To do: Everything from the line that contains "TARGET = x-shaped door molding" through the final line of the records should be written out exactly, and nothing outside that span.
>> START Given records
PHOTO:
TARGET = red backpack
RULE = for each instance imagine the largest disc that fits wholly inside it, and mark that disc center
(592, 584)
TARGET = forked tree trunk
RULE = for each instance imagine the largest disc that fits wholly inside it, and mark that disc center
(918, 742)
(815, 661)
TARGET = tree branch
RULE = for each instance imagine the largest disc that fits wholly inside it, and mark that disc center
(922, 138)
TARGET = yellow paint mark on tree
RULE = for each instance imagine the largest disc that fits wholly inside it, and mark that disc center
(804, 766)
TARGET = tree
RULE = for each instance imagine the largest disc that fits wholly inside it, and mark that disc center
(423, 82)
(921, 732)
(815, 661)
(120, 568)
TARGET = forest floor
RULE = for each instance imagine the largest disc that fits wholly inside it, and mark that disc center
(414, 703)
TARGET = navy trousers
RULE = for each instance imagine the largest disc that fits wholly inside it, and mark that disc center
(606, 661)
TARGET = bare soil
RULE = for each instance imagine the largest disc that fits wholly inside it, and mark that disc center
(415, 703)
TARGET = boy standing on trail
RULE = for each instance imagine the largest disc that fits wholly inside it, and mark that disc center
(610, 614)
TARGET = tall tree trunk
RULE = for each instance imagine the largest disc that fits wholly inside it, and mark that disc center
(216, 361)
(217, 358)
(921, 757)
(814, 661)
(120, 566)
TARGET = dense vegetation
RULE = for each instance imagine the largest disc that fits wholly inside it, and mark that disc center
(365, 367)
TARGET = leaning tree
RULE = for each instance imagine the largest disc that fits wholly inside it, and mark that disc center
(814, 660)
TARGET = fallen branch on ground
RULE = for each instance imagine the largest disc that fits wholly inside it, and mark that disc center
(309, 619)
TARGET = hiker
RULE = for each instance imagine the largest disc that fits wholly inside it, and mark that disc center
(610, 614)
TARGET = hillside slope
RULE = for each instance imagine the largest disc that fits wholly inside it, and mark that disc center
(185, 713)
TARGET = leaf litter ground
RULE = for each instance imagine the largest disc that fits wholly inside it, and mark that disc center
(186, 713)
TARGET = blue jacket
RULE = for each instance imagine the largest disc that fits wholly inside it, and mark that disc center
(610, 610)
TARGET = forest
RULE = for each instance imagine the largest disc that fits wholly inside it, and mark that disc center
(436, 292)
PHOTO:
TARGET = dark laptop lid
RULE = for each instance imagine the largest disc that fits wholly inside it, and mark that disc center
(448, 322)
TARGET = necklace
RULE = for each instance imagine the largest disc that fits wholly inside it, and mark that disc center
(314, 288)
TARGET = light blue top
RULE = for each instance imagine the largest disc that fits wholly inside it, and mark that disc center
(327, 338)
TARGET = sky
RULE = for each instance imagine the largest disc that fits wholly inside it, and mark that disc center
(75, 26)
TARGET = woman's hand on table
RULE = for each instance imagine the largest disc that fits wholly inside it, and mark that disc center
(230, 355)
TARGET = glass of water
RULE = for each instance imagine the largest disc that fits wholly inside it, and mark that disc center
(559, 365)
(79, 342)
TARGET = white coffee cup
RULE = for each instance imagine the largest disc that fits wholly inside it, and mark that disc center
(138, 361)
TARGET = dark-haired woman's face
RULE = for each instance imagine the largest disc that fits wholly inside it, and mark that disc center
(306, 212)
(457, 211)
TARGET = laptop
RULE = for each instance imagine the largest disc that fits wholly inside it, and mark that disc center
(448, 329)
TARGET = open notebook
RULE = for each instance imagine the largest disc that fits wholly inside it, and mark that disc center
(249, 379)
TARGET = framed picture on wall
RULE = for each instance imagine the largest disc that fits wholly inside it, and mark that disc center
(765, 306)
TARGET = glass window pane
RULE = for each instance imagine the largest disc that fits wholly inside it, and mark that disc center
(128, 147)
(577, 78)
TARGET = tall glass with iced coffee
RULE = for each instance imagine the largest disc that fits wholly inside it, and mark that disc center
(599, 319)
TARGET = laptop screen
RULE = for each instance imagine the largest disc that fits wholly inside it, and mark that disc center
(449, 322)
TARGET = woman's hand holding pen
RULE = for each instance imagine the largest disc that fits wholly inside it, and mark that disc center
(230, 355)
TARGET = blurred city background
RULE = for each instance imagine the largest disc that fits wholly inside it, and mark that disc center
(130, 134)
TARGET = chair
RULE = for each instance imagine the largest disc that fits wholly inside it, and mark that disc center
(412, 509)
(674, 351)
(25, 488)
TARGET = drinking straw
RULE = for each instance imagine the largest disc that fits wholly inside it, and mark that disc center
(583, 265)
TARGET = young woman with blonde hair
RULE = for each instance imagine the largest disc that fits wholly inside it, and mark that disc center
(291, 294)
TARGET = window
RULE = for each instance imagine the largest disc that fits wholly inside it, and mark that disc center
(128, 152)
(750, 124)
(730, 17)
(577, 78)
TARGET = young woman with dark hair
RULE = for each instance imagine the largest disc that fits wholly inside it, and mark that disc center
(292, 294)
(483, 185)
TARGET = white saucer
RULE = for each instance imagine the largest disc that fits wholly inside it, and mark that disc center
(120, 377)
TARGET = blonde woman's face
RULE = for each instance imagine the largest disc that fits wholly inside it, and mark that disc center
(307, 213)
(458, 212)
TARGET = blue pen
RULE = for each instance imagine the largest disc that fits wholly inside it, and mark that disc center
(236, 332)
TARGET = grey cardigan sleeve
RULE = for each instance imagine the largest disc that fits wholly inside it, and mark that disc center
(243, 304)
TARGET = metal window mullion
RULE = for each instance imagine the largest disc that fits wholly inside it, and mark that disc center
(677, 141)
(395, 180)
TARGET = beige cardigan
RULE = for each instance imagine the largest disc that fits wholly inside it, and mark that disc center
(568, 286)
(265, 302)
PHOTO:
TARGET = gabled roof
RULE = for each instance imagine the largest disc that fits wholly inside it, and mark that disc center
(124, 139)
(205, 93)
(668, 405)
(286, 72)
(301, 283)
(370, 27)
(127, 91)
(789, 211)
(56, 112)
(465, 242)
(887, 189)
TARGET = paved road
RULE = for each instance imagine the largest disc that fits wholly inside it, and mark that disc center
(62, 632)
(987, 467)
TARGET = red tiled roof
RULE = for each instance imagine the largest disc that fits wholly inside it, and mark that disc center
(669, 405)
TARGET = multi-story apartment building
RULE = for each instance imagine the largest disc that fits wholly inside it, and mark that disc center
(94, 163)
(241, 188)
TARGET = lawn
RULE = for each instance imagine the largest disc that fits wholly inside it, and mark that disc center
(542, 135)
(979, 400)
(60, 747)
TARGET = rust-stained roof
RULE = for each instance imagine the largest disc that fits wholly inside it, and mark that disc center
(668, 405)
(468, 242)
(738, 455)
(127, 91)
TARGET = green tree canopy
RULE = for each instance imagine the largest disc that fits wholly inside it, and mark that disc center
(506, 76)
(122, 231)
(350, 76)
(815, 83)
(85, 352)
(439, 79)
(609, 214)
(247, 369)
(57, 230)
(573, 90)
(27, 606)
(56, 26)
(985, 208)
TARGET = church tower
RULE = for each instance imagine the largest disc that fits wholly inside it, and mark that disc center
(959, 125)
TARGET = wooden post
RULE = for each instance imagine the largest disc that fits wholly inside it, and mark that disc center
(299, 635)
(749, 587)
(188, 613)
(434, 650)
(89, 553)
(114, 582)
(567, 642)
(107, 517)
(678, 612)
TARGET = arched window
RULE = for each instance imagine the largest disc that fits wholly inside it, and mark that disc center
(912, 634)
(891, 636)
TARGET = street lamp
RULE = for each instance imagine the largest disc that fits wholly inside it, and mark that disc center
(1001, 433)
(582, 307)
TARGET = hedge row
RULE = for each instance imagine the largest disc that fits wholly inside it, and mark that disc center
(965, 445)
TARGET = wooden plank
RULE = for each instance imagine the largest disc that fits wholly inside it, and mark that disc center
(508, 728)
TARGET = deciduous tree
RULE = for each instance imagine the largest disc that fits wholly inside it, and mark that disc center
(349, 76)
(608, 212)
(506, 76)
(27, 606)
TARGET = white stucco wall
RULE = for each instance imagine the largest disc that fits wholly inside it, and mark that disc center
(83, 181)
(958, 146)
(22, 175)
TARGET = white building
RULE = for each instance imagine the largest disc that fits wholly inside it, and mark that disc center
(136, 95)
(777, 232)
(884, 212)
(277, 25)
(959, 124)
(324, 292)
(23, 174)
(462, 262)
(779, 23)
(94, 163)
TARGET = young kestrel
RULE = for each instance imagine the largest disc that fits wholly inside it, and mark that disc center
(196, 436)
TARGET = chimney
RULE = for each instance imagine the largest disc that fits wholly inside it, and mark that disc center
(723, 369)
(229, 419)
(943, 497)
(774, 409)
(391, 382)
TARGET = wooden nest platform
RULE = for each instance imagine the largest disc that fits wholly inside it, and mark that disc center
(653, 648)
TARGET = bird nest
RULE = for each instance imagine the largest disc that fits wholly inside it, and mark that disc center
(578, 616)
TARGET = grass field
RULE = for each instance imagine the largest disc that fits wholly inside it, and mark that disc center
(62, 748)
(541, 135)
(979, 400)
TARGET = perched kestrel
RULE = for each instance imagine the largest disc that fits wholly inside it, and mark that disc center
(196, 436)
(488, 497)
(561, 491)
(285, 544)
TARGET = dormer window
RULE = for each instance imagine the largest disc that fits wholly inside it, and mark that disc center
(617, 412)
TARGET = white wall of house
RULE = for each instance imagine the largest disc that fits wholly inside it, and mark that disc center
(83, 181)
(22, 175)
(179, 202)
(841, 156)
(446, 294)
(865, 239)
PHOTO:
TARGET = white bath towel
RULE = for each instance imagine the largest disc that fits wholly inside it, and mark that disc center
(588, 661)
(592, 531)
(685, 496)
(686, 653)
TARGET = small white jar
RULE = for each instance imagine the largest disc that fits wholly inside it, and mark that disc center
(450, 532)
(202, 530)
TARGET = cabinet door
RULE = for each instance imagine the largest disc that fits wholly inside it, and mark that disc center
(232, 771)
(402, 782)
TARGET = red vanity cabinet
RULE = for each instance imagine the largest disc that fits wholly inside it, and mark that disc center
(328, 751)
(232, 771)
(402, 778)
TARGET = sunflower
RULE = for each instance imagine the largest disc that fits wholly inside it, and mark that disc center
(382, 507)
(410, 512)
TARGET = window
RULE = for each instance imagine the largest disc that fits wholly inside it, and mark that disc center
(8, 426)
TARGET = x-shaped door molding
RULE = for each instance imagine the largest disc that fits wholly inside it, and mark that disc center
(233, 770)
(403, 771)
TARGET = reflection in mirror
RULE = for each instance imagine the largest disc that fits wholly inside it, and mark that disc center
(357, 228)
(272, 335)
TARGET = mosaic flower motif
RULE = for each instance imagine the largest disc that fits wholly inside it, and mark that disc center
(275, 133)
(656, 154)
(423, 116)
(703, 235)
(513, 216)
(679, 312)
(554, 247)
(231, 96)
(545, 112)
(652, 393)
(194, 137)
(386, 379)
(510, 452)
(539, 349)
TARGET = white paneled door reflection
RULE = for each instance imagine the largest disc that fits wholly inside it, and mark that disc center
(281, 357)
>> END Given records
Complete output:
TARGET = x-shaped door molding
RULE = for each instance imagine the largest disc that fits wholly inside it, and mark that disc center
(233, 770)
(403, 771)
TARGET = reflection in mirror
RULE = for each instance imagine the largest disc that fits wholly inside it, and mark that disc center
(357, 228)
(272, 335)
TARGET = mosaic flower motif
RULE = for each instance imagine the largest disc that fits wholly inside it, and mark that disc center
(275, 133)
(656, 154)
(423, 116)
(703, 235)
(513, 216)
(679, 312)
(554, 247)
(231, 96)
(545, 112)
(652, 393)
(194, 137)
(386, 379)
(510, 452)
(539, 349)
TARGET = white paneled door reflection
RULE = for each instance imagine the largest disc that fits wholly inside it, and mark that disc center
(281, 357)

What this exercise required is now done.